─── Data in this exercise

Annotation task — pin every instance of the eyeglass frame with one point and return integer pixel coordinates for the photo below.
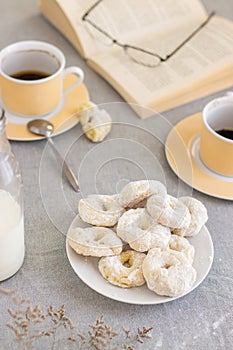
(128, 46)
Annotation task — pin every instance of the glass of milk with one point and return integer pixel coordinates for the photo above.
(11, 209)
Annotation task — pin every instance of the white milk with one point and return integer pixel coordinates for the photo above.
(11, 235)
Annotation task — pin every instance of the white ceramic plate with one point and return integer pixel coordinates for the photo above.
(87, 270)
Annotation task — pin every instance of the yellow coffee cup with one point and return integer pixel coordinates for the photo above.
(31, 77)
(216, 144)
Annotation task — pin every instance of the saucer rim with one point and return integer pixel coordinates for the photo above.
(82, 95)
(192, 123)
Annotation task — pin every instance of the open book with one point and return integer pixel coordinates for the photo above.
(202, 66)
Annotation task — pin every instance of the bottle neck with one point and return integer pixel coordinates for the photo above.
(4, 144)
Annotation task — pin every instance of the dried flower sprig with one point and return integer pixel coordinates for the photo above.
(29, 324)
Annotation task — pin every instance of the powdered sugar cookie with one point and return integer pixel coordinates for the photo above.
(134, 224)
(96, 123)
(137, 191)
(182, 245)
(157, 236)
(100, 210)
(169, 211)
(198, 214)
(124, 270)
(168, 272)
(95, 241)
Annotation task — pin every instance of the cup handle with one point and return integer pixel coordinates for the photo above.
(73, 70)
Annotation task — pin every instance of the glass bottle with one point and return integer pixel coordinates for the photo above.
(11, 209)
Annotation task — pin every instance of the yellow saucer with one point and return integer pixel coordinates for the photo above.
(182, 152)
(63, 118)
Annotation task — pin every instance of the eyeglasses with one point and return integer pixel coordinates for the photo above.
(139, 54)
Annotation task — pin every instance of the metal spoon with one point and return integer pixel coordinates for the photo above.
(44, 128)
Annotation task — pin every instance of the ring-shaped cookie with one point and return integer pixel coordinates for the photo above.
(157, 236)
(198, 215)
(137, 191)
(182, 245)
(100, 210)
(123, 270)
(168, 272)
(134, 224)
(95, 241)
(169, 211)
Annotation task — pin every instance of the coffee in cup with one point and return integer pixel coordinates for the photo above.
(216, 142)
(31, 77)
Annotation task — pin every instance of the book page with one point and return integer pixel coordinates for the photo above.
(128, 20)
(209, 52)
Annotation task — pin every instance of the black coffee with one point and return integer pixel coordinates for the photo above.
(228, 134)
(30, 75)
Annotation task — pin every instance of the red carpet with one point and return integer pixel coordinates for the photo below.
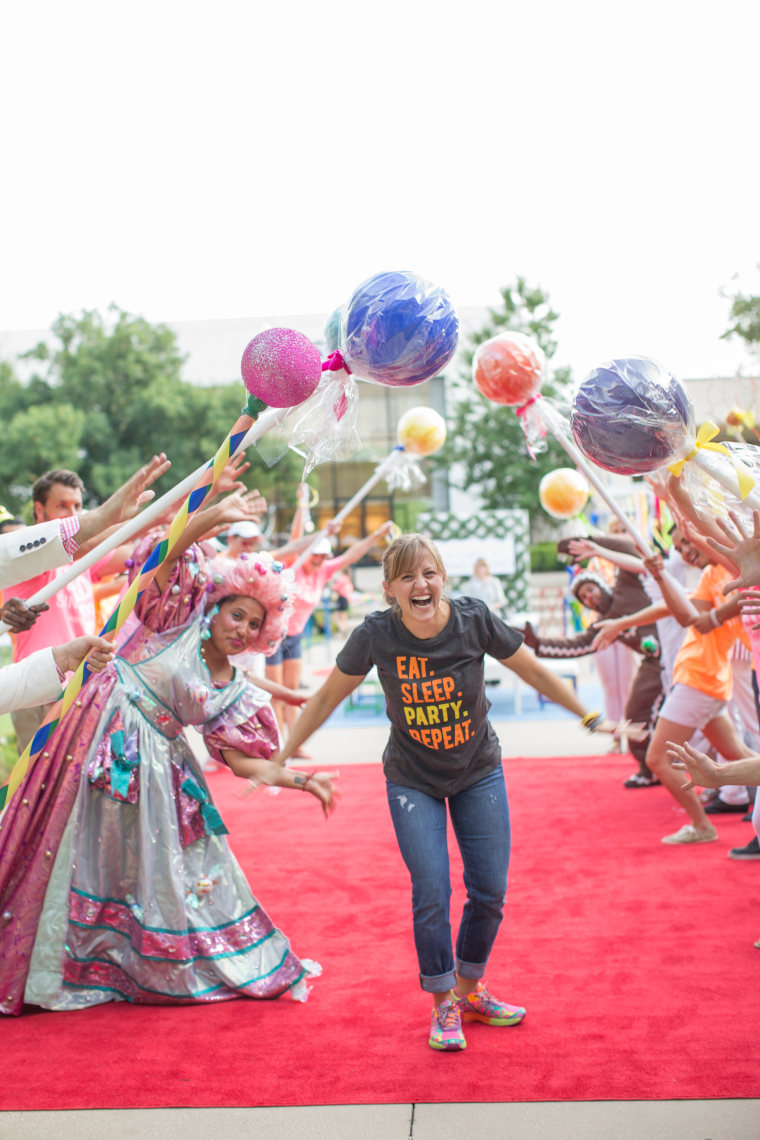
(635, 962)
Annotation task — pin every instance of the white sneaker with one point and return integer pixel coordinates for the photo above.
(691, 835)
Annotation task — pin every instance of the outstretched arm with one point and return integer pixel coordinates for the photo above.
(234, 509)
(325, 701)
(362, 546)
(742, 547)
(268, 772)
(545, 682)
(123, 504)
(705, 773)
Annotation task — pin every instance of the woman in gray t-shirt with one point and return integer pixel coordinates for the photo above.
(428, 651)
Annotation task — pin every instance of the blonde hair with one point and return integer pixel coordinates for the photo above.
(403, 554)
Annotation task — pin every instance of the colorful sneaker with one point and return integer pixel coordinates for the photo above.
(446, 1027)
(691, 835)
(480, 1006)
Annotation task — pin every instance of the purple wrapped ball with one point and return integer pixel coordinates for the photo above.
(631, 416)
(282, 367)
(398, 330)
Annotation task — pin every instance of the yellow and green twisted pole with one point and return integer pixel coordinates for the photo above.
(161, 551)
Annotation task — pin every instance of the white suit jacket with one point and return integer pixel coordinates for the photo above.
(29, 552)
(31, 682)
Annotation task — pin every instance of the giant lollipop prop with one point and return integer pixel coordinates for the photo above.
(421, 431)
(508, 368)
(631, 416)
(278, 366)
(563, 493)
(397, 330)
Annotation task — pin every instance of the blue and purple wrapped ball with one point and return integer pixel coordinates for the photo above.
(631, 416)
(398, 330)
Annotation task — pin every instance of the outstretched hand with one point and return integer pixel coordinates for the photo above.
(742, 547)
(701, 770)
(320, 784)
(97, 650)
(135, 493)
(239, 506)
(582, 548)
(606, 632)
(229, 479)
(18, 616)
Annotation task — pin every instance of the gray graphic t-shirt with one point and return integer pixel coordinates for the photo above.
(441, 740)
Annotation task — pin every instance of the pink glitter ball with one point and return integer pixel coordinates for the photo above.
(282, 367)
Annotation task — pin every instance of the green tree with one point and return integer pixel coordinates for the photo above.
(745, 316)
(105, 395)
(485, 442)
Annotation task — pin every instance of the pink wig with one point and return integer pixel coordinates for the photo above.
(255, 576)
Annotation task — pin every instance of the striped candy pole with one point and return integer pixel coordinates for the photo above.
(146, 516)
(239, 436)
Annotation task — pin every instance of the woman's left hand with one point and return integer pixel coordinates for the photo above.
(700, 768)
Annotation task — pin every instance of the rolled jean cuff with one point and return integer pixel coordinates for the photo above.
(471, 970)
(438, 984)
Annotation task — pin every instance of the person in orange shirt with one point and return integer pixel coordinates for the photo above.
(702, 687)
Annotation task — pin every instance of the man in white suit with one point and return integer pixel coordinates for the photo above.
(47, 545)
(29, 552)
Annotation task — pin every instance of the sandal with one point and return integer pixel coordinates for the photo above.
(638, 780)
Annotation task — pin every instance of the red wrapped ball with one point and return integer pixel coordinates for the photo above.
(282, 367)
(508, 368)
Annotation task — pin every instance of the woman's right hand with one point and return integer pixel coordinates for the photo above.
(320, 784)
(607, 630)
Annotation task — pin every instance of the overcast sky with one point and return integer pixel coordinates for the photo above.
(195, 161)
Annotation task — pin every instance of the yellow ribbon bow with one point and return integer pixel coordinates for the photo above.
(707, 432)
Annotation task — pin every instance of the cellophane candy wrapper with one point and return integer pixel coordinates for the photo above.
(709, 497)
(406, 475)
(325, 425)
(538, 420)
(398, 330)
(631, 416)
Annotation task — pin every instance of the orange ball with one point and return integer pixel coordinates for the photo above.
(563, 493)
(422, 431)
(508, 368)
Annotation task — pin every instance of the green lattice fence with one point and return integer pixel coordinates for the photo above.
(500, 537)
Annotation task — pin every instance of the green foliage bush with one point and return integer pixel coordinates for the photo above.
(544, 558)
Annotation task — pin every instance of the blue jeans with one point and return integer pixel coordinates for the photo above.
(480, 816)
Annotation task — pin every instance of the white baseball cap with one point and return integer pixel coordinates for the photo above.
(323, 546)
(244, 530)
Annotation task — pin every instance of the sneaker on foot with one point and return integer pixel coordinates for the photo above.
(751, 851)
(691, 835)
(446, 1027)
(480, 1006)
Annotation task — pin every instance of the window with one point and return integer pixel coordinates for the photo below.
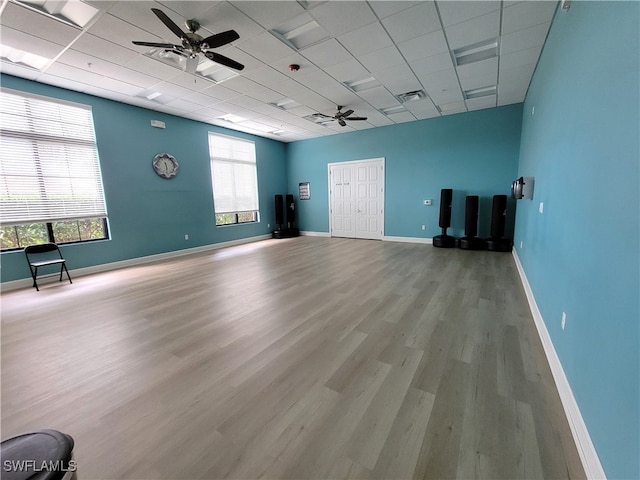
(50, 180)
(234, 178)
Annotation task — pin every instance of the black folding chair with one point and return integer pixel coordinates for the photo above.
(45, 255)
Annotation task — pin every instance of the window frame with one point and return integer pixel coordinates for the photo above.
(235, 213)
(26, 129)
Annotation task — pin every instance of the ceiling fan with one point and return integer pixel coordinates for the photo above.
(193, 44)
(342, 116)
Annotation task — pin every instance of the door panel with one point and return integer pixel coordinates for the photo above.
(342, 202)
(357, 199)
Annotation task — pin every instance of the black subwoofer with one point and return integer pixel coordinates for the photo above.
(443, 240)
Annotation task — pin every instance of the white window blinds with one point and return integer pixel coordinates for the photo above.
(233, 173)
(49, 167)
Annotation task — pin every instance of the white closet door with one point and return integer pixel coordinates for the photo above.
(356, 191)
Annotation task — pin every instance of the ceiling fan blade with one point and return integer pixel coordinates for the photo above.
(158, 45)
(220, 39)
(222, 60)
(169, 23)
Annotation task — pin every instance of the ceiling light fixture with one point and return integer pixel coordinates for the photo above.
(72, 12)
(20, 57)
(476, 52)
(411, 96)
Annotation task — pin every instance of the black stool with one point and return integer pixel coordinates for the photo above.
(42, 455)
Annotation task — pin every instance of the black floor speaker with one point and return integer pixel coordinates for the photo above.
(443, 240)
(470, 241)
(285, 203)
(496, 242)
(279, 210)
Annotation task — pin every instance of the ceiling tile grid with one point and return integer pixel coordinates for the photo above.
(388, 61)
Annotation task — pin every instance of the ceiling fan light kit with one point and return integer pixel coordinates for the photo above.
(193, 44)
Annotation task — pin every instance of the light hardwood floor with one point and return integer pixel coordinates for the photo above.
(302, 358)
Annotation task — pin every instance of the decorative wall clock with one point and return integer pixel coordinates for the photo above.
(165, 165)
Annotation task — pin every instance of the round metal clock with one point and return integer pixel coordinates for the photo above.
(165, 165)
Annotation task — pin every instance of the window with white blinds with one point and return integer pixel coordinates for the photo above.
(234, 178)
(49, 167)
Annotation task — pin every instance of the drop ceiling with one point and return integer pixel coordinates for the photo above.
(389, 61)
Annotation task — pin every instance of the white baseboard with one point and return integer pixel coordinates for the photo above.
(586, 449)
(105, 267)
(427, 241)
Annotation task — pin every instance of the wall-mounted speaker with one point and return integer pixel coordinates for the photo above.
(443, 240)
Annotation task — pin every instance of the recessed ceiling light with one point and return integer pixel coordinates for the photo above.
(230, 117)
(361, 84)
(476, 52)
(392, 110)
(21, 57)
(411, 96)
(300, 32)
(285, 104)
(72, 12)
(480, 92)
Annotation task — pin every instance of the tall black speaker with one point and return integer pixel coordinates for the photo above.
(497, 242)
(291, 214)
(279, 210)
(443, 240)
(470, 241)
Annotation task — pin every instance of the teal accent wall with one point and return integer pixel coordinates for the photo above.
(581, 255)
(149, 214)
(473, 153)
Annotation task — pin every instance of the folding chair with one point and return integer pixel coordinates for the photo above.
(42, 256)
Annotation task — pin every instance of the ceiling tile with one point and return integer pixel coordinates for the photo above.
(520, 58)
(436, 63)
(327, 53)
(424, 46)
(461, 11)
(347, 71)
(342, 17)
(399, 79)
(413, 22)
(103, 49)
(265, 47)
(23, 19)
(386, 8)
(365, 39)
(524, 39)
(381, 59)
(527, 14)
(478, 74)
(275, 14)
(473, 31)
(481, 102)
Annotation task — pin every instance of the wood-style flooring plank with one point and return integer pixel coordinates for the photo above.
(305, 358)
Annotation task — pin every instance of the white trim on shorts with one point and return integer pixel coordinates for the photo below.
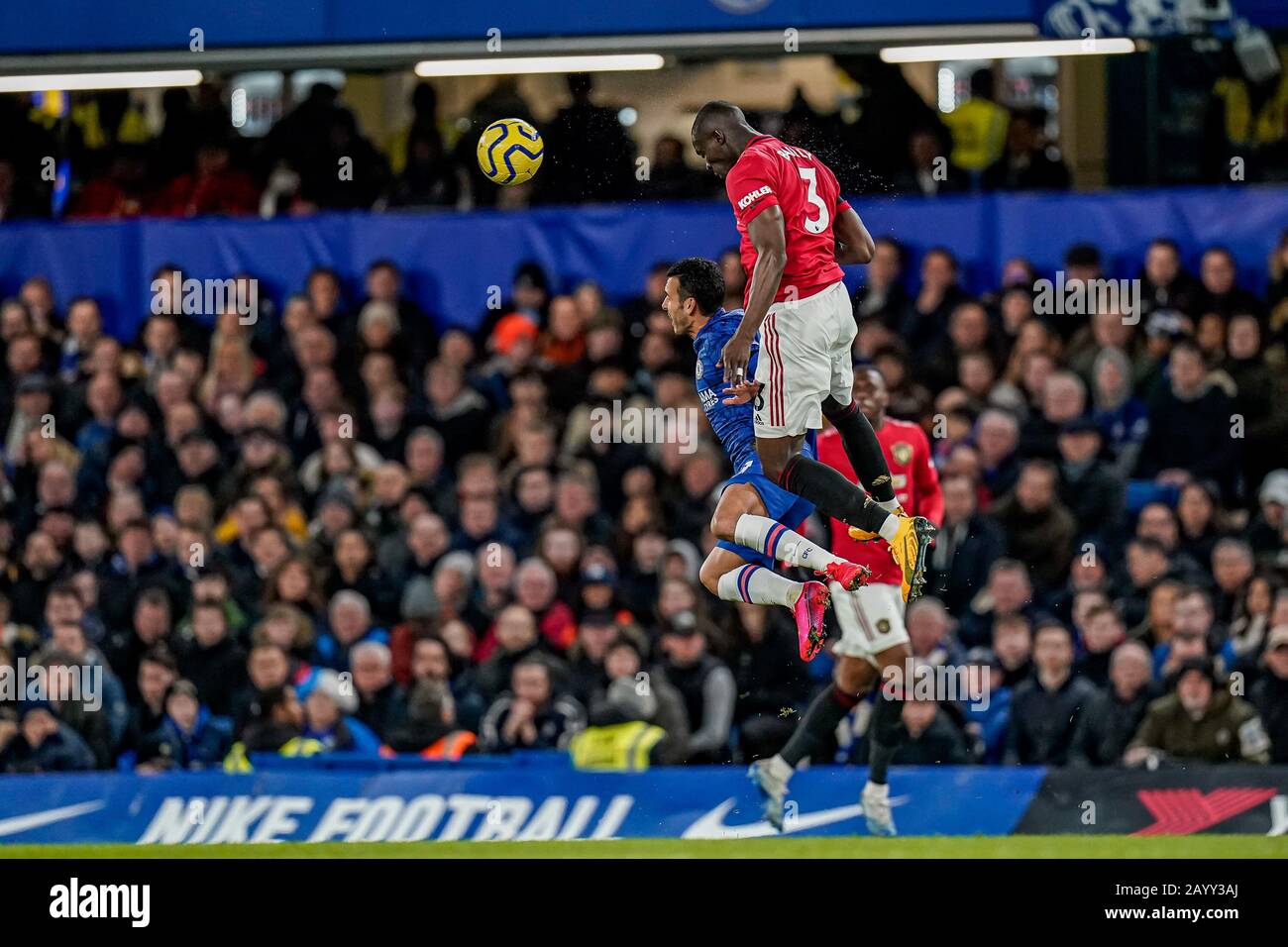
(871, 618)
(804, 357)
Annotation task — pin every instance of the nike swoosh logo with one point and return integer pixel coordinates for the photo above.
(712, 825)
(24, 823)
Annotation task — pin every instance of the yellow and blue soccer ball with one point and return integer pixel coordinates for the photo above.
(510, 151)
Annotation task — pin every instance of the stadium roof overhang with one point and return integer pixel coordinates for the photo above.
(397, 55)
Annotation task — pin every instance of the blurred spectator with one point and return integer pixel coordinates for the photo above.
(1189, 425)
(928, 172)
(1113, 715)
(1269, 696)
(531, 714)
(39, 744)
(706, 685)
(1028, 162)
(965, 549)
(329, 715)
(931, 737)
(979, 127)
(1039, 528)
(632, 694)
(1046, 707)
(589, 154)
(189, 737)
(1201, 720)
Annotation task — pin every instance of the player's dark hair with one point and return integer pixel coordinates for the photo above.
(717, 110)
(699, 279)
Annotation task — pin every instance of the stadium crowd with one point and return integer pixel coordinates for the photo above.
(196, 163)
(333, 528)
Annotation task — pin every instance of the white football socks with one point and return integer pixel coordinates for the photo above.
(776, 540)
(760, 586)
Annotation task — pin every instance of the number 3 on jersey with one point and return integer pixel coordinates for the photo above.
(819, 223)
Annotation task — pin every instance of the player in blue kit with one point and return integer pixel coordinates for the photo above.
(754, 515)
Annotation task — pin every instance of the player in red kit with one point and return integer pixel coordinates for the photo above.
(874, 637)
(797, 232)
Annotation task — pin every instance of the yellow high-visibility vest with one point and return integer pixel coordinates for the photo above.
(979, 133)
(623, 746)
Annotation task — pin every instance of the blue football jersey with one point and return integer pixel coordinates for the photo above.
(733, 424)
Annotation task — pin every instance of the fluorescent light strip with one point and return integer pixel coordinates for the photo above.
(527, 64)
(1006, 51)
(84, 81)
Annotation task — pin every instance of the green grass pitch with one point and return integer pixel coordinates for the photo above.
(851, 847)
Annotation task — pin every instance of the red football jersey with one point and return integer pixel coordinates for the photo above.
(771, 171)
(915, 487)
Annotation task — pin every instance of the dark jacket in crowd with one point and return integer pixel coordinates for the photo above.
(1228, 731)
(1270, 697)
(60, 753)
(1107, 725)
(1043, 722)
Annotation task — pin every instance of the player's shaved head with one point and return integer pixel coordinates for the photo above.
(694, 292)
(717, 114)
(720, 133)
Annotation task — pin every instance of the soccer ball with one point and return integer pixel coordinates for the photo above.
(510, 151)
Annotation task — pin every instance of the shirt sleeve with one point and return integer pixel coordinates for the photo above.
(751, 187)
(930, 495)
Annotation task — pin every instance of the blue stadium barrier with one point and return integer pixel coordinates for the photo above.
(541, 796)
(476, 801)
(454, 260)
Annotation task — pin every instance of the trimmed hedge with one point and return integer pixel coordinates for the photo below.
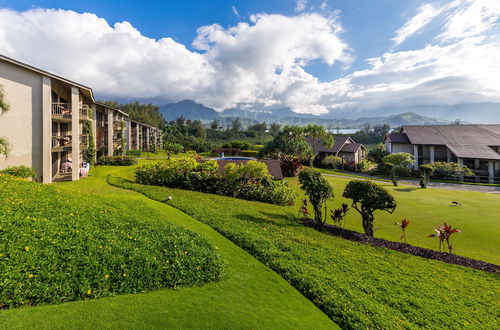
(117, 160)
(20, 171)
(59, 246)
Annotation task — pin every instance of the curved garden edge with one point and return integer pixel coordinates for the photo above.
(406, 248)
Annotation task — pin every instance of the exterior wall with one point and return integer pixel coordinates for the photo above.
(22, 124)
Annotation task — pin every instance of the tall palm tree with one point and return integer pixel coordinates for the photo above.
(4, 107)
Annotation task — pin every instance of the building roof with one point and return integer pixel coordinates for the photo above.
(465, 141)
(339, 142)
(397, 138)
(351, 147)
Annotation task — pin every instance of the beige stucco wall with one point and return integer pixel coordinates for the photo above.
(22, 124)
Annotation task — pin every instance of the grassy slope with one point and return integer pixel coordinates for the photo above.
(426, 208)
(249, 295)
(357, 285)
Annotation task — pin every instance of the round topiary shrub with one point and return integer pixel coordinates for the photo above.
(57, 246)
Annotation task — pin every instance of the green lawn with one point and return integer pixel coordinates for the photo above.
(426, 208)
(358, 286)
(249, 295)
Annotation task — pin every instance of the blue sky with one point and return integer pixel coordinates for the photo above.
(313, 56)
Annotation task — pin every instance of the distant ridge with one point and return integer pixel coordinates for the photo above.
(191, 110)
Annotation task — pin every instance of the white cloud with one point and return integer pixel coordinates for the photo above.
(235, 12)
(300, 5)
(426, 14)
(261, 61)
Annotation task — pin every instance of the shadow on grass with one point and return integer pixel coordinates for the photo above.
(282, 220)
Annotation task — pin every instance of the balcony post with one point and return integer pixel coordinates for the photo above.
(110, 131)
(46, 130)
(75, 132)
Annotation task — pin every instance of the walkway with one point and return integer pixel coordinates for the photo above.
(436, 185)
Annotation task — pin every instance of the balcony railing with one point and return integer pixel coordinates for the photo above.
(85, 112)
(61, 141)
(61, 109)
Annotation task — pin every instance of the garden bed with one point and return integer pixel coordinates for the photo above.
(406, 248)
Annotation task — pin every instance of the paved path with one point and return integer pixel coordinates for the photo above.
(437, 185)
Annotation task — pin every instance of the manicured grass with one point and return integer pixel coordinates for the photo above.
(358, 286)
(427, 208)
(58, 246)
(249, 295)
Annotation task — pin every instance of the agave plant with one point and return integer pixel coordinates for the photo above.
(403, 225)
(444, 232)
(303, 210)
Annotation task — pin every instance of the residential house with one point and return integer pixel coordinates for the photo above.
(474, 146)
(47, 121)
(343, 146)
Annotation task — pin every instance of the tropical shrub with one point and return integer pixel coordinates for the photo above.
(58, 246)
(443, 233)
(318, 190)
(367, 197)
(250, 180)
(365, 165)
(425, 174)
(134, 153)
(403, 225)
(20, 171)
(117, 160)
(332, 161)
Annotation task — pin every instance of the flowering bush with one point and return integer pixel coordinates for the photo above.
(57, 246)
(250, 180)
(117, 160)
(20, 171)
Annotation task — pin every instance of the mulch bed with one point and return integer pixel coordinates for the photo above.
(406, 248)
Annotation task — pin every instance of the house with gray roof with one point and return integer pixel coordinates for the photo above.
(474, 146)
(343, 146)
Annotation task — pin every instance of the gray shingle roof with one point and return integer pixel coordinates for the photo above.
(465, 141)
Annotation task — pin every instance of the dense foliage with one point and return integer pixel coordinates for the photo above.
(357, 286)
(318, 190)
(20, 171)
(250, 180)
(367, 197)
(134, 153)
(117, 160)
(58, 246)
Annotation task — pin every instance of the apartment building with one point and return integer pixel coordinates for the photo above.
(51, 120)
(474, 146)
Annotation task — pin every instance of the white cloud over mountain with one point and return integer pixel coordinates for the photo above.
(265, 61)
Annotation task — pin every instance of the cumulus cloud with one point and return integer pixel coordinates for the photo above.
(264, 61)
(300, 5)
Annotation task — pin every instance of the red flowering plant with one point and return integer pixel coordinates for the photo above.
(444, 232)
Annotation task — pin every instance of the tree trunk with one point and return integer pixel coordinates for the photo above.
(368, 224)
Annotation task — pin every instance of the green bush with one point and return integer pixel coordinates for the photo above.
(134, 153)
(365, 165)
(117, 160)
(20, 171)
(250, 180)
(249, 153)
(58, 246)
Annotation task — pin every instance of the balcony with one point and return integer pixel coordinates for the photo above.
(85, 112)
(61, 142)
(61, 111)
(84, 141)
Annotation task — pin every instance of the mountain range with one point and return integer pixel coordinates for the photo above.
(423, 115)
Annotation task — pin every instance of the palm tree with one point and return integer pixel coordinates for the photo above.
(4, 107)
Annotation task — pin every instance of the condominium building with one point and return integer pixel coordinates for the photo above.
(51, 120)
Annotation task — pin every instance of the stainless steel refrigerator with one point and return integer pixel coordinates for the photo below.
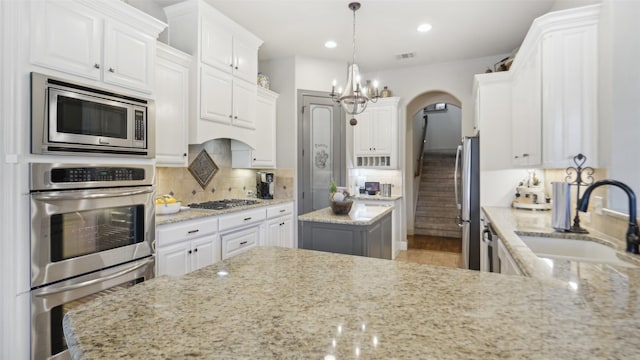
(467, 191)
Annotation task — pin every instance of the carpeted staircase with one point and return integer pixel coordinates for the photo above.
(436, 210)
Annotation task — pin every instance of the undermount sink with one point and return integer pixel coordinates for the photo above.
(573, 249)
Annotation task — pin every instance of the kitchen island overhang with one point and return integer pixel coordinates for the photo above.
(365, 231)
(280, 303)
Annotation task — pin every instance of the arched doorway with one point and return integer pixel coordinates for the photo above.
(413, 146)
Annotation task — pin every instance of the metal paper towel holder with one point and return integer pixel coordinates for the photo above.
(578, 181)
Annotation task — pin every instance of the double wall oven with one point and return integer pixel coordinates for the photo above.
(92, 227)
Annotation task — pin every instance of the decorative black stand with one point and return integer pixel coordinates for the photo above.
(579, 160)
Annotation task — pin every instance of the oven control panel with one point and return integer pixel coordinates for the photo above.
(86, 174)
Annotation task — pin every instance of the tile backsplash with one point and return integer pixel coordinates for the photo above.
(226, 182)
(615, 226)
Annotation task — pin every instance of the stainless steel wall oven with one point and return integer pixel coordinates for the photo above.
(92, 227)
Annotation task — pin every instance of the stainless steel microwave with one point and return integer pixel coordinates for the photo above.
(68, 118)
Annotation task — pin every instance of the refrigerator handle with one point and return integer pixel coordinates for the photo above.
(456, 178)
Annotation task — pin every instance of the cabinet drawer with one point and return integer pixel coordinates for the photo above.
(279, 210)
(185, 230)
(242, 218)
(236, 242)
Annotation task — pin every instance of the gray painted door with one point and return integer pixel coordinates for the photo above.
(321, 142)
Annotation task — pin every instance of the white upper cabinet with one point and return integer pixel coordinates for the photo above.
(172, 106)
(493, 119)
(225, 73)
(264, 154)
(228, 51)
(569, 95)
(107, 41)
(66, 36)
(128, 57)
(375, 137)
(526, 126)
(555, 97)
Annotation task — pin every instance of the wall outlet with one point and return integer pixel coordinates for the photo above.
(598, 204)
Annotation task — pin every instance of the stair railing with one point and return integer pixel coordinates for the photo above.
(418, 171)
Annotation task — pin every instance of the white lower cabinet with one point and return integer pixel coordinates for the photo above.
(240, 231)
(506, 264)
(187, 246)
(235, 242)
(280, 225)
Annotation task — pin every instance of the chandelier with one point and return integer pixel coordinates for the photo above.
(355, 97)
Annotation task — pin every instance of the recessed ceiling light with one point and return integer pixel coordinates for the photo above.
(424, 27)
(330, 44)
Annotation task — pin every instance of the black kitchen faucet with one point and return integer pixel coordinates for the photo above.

──────

» What is needed
Begin at the line containing "Annotation task — pin every instance of the refrigerator" and reproduce each line through the end of the records above.

» Exercise solution
Annotation task — pin every instance of the refrigerator handle with one point and return integer pixel coordinates for the photo above.
(456, 178)
Annotation task — pin every instance of the cabinet drawer with one point and return integer pixel coordinates for the photo above.
(279, 210)
(185, 230)
(242, 218)
(236, 242)
Annotation task — pin every instance of the gray painted door with one point and return integer pixel coordinates for the photo above.
(321, 142)
Annotation task — pin every instance of the white upper cabinet with one point and return integer pixel coordinates for the photo above.
(172, 106)
(493, 119)
(225, 73)
(264, 154)
(228, 51)
(569, 95)
(107, 41)
(66, 36)
(128, 57)
(375, 137)
(526, 126)
(555, 97)
Annotation task — pin every instance of the wall outlet with one point and return integer pixel coordinates for the photo above.
(598, 204)
Annotation task — pin every instance of the stair railing with one point and return integer pixel coordinates for the photo above.
(418, 171)
Annotation task — pin every instance of the white lower cabinet with one point and return integer pixel coordinates for the photo above.
(240, 231)
(506, 264)
(187, 246)
(235, 242)
(280, 225)
Annotation task — pin every instance of the chandelier with one point and return integer pixel coordinates for the photo above.
(355, 97)
Annotation task — pin every instance of the recessed ceiling light with one point and return integer pixel coordinates for the photo above.
(424, 27)
(330, 44)
Annotation task — pin every instance of the black kitchen faucet with one point and return integer pixel coordinates for the photo above.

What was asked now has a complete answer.